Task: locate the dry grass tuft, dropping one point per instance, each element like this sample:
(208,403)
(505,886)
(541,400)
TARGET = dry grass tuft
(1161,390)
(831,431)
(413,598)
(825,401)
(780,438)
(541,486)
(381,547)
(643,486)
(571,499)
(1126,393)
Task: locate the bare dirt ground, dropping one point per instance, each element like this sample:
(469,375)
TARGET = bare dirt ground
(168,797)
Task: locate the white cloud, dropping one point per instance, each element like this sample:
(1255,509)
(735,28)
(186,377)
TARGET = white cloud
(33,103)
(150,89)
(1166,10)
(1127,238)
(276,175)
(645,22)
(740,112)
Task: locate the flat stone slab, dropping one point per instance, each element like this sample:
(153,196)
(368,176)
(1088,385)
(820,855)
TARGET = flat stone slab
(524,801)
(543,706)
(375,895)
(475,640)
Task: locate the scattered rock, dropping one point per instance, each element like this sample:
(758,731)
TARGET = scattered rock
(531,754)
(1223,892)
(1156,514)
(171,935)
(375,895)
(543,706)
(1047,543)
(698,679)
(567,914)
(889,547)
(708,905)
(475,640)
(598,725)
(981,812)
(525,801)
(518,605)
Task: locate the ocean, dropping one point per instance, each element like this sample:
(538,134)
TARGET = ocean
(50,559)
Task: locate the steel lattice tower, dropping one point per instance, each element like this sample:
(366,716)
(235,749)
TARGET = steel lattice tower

> **Task statement**
Each entry in the listing is to be copied exactly.

> **Your response**
Task: locate the dry grass tuft, dropping one point per instance, each element like this sample:
(208,403)
(505,886)
(541,400)
TARGET = dry grass tuft
(1161,390)
(831,431)
(413,598)
(825,401)
(780,438)
(541,486)
(381,547)
(643,486)
(571,499)
(1126,393)
Task: locate the bare dirt ground, dropping one point per instance, each element like this sample:
(469,375)
TARGET = bare dirt ground
(168,797)
Task: locate the white cloud, dropping one point per instance, each element like this sample:
(1255,509)
(735,28)
(186,377)
TARGET = white cloud
(33,103)
(150,89)
(1166,10)
(1127,238)
(276,175)
(645,22)
(740,112)
Task: locate the flat stone slab, dropping one point per instance, each element like this sample:
(153,196)
(368,176)
(1088,385)
(820,855)
TARGET = flat stone slab
(524,801)
(543,706)
(375,895)
(475,640)
Task: locate the scattered rock, dropping one point per instance, each element like this sample:
(758,731)
TARGET = scattered rock
(531,754)
(1223,892)
(1156,514)
(171,935)
(375,895)
(543,706)
(1047,543)
(698,679)
(567,914)
(889,547)
(708,905)
(475,640)
(598,725)
(981,812)
(525,801)
(518,605)
Task: locate the ocean, dropping one point per instance, each element like this sample:
(538,134)
TARGET = ocean
(50,559)
Task: locate the steel lattice tower, dropping one point per instance, each element like this sample:
(366,716)
(235,749)
TARGET = steel lattice tower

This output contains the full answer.